* Page extract

Tannenbaum objects to this report for reasons of no consequence if the Notes are genuine. Yet it fits the insidious pattern (and then some). As it happens, part of the story has been verified and used to credit the whole. I’ll get to that, but Dr. T makes these observations (condensed):
a) Collier could have said more of his first informant, who might have verified the tale and said why the Notes weren’t publicized sooner.
b) Where were Hunter, Knight, Singer, Dyce, Ritson, and Halliwell?
c) Why no details about the ‘wrong scent’ if Collier isn’t the skunk?
d) Why not consult others, including Bliss and Bandinel?
f) The report is worded as if the MS. had not been catalogued previously. Yet Anthony à Wood, Bernard, Ritson, and Philip Bliss all studied the document without mentioning the Shakespeare Notes.

* Given information
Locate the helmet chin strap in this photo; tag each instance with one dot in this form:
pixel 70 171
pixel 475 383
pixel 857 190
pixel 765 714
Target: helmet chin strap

...

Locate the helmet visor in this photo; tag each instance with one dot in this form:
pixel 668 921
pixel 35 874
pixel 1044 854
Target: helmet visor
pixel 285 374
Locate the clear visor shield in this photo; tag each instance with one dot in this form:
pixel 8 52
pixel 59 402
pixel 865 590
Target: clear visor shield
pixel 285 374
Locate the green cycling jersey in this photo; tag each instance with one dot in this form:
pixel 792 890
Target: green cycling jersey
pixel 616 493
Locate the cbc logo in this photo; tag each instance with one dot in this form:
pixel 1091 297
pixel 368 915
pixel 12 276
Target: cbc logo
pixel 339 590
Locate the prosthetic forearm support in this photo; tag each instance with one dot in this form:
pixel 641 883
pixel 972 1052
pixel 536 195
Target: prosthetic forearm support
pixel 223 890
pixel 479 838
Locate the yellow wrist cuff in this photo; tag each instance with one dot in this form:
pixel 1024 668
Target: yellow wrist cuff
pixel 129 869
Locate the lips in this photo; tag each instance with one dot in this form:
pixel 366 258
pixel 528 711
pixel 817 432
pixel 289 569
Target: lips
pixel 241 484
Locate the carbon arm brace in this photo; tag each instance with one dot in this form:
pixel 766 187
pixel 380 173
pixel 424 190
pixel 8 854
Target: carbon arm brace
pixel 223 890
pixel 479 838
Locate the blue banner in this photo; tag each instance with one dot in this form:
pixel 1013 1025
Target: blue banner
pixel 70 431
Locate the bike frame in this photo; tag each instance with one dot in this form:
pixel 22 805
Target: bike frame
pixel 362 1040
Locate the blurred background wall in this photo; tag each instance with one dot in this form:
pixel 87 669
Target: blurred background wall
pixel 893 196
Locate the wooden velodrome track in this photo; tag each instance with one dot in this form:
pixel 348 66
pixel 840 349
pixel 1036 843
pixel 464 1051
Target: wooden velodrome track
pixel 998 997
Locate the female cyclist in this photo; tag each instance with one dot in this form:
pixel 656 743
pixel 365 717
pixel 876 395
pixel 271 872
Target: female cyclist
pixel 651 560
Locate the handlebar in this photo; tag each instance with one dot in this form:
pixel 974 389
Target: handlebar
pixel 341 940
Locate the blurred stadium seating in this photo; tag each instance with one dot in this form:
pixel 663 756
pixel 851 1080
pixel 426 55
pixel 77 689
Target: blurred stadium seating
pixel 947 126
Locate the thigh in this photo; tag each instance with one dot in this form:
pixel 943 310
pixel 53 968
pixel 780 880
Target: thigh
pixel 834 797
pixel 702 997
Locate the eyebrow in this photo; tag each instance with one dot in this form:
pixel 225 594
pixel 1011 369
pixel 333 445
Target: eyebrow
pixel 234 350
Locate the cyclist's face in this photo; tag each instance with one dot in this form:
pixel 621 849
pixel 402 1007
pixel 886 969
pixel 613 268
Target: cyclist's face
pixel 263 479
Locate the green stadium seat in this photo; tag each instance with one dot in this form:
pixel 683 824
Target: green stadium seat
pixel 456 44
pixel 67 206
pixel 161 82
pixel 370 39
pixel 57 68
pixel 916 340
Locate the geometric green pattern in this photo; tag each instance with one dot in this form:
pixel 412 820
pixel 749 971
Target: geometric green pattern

* Exercise goal
Rewrite the passage on the Shakespeare Notes from "Tannenbaum objects to" to "Bliss and Bandinel?", replacing "Collier" with "the editor" each time it appears.

* Correct response
Tannenbaum objects to this report for reasons of no consequence if the Notes are genuine. Yet it fits the insidious pattern (and then some). As it happens, part of the story has been verified and used to credit the whole. I’ll get to that, but Dr. T makes these observations (condensed):
a) the editor could have said more of his first informant, who might have verified the tale and said why the Notes weren’t publicized sooner.
b) Where were Hunter, Knight, Singer, Dyce, Ritson, and Halliwell?
c) Why no details about the ‘wrong scent’ if the editor isn’t the skunk?
d) Why not consult others, including Bliss and Bandinel?